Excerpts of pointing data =
= = =

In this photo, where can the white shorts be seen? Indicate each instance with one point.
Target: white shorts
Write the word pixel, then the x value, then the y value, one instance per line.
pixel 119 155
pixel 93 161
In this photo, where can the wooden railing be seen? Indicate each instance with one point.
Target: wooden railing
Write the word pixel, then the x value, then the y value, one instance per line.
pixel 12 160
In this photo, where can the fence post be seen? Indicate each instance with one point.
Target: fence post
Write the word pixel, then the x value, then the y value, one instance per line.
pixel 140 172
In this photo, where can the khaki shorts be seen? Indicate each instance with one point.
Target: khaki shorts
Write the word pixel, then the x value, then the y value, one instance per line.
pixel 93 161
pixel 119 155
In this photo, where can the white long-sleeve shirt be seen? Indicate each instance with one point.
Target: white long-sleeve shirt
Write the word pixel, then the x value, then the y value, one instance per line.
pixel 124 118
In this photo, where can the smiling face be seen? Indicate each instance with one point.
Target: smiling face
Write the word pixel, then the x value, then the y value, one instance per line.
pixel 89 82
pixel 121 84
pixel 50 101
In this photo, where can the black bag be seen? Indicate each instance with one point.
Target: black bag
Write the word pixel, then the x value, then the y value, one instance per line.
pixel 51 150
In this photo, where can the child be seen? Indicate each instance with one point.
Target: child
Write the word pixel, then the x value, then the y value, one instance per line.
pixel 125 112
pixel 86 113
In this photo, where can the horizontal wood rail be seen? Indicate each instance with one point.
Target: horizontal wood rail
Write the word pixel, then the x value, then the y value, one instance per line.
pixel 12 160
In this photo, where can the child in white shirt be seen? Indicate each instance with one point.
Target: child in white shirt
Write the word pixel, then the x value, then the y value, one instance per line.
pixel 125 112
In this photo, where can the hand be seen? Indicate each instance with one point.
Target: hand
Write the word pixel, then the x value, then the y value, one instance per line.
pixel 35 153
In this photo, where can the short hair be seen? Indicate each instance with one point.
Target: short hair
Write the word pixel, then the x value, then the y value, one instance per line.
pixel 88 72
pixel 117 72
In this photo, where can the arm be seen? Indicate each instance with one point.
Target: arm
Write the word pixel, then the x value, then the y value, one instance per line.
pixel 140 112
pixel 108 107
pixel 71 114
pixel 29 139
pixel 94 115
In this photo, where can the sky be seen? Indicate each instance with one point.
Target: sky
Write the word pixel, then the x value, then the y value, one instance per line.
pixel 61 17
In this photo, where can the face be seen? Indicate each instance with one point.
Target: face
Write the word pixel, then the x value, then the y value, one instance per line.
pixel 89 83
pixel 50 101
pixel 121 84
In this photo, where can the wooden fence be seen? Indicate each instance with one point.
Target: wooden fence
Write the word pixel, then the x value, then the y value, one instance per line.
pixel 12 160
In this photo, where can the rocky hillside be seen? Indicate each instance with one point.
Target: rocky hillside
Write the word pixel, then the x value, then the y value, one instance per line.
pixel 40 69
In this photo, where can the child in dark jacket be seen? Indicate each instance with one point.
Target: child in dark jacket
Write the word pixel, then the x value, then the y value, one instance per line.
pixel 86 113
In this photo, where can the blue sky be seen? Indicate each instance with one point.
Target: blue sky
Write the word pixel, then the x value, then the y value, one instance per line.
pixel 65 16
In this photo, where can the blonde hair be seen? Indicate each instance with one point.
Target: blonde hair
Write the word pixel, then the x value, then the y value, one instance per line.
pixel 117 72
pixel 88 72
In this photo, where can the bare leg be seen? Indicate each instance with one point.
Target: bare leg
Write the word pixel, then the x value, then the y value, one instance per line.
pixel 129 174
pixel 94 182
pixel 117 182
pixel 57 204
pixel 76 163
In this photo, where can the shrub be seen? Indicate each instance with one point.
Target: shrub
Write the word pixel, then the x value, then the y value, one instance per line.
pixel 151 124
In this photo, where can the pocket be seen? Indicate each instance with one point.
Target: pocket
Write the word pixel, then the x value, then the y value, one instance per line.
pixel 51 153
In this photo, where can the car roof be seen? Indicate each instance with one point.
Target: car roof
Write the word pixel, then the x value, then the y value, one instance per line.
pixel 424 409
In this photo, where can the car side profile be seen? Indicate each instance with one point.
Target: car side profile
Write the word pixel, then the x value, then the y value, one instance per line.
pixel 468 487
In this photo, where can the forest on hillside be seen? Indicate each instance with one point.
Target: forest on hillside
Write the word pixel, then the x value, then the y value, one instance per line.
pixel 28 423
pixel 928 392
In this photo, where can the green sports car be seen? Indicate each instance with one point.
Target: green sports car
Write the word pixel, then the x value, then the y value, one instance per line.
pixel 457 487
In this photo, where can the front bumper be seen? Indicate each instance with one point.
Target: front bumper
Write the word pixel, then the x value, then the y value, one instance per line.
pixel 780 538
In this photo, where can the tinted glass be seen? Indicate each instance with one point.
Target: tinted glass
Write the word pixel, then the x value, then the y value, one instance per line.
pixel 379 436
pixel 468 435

= = =

TASK STATEMENT = Reproduce, character for character, the stretch of the material from the line containing "In this photo, where can the khaki" through the line containing "pixel 124 118", with both of those lines included.

WRITTEN ANSWER =
In this photo, where can the khaki shorts be seen? Indicate each instance with one point.
Target: khaki shorts
Write the word pixel, then the x value, then the y value, one instance per line.
pixel 93 161
pixel 119 155
In this photo, where can the white long-sleeve shirt be seen? Indicate each instance with one point.
Target: white long-sleeve shirt
Write the word pixel, then the x value, then the y value, one instance per line.
pixel 124 118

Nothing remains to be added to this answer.